Given entries =>

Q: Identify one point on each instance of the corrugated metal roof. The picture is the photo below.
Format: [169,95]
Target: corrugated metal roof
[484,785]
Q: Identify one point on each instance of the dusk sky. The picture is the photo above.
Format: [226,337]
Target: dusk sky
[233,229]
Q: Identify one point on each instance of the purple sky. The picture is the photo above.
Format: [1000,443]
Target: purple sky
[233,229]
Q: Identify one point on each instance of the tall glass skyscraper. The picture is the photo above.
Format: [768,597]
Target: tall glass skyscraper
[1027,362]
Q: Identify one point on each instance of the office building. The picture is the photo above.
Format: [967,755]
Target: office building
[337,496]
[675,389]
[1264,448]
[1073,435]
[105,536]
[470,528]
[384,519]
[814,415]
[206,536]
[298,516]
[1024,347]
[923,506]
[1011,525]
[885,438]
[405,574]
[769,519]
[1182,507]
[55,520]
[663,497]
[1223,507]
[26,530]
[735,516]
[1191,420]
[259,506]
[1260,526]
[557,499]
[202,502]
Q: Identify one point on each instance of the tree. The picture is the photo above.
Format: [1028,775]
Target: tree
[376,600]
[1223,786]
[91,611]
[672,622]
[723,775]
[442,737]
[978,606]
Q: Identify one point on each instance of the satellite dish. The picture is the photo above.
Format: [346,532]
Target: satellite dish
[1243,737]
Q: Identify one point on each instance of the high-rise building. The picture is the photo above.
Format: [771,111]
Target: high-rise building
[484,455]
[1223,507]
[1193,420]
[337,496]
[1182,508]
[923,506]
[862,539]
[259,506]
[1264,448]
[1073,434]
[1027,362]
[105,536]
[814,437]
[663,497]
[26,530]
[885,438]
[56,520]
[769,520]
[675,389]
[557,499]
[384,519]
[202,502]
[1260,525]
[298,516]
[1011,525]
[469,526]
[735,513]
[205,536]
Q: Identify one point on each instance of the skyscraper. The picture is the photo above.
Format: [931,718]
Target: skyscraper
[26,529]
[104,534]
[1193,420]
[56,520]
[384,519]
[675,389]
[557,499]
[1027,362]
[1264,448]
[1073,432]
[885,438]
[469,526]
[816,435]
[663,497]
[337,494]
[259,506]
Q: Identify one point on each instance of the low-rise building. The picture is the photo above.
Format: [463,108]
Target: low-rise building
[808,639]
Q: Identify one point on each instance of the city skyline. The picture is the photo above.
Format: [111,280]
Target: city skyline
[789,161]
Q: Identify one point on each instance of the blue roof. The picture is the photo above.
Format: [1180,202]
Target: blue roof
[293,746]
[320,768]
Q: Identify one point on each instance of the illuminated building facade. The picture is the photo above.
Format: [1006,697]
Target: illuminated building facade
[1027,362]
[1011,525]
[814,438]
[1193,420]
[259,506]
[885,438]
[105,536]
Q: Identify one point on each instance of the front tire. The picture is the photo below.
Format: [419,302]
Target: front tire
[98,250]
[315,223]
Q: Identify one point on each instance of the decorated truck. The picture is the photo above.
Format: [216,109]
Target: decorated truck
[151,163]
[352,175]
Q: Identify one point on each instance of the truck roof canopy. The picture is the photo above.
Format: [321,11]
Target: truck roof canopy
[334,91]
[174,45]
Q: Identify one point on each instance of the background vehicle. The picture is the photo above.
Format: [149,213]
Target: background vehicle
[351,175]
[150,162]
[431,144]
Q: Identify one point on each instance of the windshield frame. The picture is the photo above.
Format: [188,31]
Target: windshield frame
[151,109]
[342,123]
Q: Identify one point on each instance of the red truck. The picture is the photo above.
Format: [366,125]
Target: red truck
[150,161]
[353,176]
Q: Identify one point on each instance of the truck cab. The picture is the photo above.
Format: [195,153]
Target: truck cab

What to produce => Reproduce the items from the line containing "Q: Identify one point on each instance of the red" through the end of the items, replacing "truck cab" with "driver cabin" and leaving everything else unchanged.

Task output =>
Q: Identify one point on each instance of the red truck. The picture is the photo above.
Format: [366,125]
Target: red truck
[150,161]
[353,176]
Q: Identify one point on each instance of the driver cabin. The picture is the photo above.
Format: [195,153]
Target: driver cabin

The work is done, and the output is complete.